__GIVEN TASK__
Give back exactly the lines running from the line with "Find the green stem" to the end of the entries, and only those lines.

-- PROVIDED RECORDS start --

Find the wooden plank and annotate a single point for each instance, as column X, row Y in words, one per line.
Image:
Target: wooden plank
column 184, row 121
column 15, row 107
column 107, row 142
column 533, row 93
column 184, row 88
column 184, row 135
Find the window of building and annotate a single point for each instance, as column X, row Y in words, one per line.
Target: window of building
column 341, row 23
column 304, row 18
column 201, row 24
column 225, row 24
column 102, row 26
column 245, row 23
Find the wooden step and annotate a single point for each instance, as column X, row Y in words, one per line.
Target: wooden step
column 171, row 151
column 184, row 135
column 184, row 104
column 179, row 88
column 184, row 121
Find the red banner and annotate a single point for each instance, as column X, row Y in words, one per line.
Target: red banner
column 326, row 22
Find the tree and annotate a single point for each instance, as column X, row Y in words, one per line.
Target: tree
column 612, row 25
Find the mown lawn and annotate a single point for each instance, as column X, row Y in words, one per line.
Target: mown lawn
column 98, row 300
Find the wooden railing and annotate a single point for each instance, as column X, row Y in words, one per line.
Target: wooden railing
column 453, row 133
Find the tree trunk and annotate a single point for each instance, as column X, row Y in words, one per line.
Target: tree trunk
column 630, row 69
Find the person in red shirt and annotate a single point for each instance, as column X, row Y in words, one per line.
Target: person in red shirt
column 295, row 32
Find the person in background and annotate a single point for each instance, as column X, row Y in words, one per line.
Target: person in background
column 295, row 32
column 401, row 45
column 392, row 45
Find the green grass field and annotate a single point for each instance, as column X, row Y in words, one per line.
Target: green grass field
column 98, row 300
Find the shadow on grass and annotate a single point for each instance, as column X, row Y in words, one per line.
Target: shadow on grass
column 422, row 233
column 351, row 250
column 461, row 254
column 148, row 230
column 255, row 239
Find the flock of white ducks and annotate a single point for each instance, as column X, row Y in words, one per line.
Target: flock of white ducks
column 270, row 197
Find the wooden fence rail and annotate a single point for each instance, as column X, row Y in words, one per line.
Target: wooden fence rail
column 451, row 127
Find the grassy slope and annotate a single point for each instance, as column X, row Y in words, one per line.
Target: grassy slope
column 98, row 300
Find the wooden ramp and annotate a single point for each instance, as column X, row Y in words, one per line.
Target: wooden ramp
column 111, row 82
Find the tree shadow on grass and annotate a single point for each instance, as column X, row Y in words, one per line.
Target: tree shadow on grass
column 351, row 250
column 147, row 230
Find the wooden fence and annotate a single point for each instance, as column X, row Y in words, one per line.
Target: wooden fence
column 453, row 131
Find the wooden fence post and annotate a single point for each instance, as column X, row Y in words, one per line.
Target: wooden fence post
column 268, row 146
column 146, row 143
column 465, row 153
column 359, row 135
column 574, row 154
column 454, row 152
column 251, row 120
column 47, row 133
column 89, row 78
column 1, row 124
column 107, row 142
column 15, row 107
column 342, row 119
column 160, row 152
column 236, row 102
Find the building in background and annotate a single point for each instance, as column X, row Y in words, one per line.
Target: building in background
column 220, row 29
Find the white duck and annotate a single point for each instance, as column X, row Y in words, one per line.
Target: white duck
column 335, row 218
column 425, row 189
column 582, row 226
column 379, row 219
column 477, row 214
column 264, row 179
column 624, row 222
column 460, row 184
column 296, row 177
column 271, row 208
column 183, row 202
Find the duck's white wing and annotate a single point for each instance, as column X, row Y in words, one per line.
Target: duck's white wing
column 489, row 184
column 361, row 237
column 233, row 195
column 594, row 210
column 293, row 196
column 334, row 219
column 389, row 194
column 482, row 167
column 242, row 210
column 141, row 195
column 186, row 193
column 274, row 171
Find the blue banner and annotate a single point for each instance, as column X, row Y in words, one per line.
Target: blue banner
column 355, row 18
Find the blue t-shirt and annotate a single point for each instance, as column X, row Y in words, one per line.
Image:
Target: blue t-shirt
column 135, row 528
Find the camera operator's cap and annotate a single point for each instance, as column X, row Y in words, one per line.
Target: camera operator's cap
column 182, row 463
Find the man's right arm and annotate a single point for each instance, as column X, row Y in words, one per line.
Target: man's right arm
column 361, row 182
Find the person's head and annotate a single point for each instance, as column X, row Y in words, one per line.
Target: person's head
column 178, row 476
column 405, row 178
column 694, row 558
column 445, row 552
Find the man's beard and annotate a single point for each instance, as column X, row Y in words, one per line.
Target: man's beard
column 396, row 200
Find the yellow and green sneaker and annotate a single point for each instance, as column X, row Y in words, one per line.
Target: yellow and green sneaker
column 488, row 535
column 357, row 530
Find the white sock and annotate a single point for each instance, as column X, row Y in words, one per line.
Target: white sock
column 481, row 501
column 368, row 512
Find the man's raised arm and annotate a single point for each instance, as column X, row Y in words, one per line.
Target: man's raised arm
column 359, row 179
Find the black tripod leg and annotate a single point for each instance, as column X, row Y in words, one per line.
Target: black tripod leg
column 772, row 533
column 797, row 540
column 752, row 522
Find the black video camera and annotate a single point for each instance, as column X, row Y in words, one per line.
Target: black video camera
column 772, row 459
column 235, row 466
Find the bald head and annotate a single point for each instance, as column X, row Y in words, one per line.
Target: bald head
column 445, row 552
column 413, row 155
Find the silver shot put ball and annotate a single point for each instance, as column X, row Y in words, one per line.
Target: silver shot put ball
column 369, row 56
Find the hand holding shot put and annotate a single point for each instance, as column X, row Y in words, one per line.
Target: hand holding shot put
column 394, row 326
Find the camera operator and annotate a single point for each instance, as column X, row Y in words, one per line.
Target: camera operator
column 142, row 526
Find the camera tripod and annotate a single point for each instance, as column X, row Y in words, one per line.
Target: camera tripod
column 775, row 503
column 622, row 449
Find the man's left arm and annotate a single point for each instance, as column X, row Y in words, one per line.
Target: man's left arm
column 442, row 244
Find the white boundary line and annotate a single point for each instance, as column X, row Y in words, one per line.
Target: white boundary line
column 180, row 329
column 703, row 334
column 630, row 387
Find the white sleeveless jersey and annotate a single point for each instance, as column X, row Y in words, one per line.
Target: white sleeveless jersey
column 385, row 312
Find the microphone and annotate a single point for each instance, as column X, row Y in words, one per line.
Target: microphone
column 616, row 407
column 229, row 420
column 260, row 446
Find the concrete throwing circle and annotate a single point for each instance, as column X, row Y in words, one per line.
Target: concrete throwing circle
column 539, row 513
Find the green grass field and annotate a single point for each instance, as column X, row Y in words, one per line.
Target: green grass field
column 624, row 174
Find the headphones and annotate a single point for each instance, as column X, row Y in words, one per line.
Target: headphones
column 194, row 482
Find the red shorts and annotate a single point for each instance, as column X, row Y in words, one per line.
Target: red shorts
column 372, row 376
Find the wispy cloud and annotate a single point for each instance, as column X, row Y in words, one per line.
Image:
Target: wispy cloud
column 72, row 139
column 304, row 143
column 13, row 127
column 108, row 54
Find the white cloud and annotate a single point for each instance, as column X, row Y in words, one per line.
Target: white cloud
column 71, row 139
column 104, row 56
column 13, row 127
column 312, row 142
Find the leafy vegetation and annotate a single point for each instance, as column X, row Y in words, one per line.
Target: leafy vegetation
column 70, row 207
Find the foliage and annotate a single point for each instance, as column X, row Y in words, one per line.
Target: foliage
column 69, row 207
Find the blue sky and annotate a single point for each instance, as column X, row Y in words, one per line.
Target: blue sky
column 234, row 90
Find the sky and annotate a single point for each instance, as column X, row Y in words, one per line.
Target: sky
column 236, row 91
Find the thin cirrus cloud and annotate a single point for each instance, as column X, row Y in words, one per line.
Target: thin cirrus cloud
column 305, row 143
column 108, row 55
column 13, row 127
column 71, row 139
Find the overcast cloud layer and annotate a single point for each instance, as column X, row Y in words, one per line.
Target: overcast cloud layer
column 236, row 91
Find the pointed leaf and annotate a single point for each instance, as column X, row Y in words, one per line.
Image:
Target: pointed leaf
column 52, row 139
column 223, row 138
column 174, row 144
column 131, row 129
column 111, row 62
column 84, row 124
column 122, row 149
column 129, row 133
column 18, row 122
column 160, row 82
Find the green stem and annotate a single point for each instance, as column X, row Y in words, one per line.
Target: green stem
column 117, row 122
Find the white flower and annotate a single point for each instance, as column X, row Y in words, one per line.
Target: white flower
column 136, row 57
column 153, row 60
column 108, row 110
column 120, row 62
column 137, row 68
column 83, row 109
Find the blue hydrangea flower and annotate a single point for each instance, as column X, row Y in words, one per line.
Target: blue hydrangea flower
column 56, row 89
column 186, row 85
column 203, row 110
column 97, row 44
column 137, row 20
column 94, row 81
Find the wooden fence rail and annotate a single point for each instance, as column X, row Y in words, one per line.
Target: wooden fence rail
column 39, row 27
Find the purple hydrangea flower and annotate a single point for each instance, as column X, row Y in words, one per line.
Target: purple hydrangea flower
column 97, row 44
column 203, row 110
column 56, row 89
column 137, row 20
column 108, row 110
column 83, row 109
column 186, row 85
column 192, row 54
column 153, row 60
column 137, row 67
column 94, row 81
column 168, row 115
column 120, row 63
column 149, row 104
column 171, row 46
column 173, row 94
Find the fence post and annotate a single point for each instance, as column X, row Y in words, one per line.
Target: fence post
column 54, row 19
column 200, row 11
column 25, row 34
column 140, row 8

-- PROVIDED RECORDS end --

__WRITTEN ANSWER__
Find the green stem and annotate a single point for each instance, as column X, row Y in words, one per line.
Target: green stem
column 117, row 122
Find the white flower and annotate a single point for each instance, as column X, row Y in words, one per line.
Target: white flower
column 136, row 57
column 153, row 60
column 108, row 110
column 120, row 62
column 137, row 68
column 83, row 109
Find the blue hydrangea flower and annotate a single point for each instance, as column X, row Y in words, one per line.
Target: blue hydrangea flower
column 56, row 89
column 186, row 85
column 203, row 110
column 97, row 44
column 137, row 20
column 94, row 81
Find the wooden fence rail and annotate a single point for each instance, as column X, row Y in words, one per line.
Target: wooden fence rail
column 39, row 27
Find the purple hydrangea flower and annotate a single point for each instance, as column X, row Y in words, one per line.
Target: purple hydrangea flower
column 97, row 44
column 203, row 110
column 56, row 89
column 137, row 20
column 108, row 110
column 83, row 109
column 186, row 85
column 192, row 54
column 153, row 60
column 137, row 67
column 94, row 81
column 168, row 115
column 120, row 63
column 149, row 104
column 171, row 46
column 173, row 94
Find the fence post and annotate a single point for each instance, as column X, row Y in words, one per line.
Target: fence post
column 54, row 19
column 200, row 11
column 25, row 34
column 140, row 8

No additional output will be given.